━━━ Supplied data ━━━

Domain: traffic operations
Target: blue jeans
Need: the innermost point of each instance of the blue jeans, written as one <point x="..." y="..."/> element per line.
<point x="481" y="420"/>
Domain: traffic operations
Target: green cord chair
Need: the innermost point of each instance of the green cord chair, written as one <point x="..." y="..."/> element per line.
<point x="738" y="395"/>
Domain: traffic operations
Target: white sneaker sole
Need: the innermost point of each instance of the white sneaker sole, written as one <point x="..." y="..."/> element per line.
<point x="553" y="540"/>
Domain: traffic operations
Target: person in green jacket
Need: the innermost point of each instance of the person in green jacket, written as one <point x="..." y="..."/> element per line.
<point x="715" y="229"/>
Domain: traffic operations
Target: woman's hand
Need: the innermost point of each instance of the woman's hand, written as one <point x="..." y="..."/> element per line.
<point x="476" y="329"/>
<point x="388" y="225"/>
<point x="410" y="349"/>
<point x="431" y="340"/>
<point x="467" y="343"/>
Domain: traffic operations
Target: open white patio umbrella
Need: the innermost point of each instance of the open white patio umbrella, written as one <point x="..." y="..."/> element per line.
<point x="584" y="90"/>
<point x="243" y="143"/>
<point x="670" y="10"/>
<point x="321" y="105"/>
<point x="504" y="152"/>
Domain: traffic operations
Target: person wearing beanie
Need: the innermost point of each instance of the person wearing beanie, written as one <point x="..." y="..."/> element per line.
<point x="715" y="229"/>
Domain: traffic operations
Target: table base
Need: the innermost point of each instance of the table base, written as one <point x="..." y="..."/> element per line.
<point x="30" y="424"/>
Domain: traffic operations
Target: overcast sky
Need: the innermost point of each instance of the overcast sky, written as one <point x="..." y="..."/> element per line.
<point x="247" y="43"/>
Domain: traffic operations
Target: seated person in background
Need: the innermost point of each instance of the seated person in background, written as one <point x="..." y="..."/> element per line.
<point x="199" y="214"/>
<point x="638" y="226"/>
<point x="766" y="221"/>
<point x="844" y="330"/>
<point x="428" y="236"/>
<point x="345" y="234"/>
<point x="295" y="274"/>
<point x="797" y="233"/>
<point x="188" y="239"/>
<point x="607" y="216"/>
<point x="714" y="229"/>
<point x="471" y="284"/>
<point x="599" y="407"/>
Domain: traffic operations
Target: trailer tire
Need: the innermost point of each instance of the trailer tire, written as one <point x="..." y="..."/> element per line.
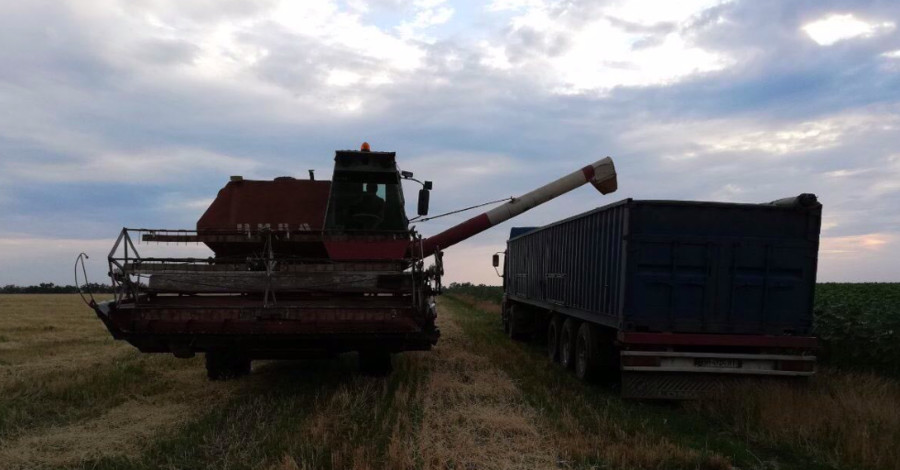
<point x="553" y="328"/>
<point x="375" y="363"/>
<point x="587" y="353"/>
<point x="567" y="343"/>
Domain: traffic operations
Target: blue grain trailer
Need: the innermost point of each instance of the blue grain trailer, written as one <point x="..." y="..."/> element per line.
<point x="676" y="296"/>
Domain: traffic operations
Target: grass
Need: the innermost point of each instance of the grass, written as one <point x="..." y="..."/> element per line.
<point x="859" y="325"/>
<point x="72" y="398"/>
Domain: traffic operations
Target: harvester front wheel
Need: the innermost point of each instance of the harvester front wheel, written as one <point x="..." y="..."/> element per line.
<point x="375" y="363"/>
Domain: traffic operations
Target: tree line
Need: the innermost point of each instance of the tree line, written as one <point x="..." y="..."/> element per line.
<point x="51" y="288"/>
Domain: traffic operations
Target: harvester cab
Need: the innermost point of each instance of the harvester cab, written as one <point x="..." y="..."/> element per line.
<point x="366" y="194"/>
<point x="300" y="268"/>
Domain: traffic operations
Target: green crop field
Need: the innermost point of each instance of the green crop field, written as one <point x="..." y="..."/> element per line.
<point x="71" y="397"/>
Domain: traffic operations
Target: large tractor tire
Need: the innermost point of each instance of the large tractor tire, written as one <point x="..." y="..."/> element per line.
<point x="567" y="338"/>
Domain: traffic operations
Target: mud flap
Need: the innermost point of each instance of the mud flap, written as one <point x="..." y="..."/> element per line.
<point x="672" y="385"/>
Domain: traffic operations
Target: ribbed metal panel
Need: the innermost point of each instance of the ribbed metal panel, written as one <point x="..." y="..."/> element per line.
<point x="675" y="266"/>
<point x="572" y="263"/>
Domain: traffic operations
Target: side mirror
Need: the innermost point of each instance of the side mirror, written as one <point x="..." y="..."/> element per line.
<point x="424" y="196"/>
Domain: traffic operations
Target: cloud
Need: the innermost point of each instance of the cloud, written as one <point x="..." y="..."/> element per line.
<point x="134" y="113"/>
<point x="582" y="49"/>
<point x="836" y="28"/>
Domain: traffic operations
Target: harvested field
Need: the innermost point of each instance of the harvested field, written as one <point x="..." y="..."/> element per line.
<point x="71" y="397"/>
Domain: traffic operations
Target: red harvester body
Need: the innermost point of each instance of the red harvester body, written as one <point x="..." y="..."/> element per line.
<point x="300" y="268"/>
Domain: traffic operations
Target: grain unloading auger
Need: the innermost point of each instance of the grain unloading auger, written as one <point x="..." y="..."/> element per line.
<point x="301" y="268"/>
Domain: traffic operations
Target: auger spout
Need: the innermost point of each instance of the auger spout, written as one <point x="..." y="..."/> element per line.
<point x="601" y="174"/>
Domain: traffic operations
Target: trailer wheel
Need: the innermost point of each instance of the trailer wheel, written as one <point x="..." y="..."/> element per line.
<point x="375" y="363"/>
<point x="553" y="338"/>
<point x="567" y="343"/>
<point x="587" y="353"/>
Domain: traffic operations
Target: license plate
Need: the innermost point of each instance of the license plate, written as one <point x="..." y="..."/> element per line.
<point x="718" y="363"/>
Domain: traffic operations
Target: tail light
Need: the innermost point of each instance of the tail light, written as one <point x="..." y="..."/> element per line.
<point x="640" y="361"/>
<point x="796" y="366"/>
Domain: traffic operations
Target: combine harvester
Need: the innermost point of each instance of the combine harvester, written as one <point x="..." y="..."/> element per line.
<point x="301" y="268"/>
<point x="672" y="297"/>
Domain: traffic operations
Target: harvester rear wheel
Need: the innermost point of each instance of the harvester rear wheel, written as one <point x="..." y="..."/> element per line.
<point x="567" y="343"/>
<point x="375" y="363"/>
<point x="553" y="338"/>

━━━
━━━ Supplied data ━━━

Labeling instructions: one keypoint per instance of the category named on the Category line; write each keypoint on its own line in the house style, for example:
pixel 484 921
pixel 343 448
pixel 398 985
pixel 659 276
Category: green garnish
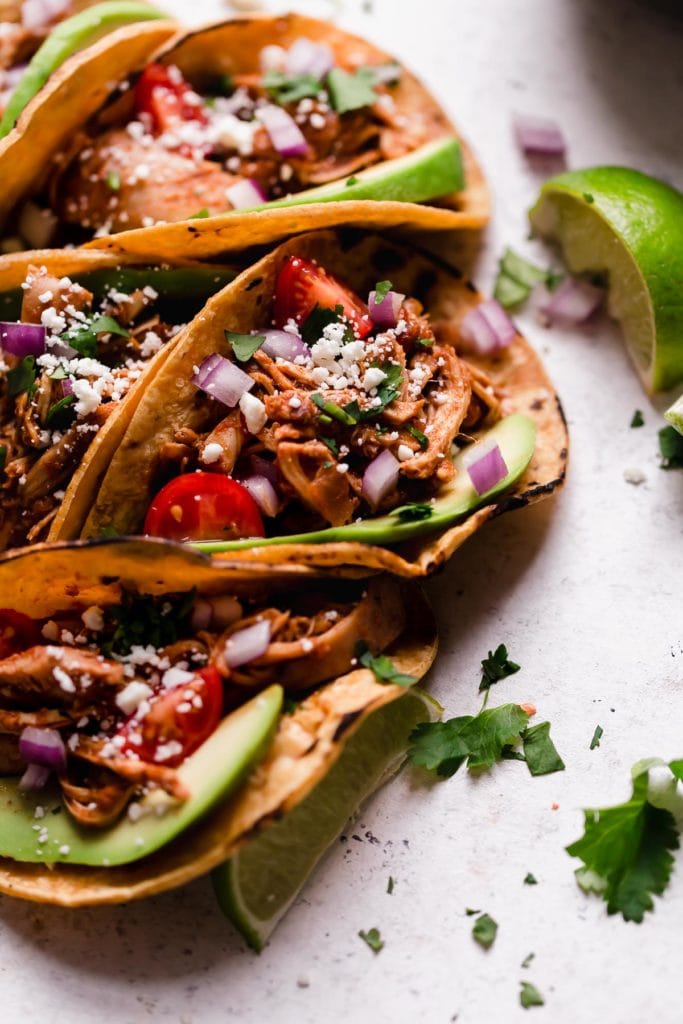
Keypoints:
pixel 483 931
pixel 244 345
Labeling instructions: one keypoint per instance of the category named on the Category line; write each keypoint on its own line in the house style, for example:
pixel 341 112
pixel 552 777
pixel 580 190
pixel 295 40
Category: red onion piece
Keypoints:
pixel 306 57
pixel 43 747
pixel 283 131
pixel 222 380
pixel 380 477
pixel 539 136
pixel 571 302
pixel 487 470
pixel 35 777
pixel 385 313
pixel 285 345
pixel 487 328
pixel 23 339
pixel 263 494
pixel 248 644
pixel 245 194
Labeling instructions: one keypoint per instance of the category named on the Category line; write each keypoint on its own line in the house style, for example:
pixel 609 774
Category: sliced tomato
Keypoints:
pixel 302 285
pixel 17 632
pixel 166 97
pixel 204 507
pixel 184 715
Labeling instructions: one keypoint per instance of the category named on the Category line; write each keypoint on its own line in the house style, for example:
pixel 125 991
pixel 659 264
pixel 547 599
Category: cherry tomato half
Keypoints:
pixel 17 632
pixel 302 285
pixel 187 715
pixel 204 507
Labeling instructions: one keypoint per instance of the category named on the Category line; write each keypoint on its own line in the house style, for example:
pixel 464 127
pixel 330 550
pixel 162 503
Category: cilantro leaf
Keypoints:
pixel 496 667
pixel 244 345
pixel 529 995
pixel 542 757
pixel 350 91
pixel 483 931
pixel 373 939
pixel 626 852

━━━

Directions:
Pull out every line of the listing above that contains the string "woman", and copy each one unchanged.

Task answer:
Target: woman's hand
Need: the innermost point of each instance of the woman's hand, written as one <point x="..." y="..."/> element per line.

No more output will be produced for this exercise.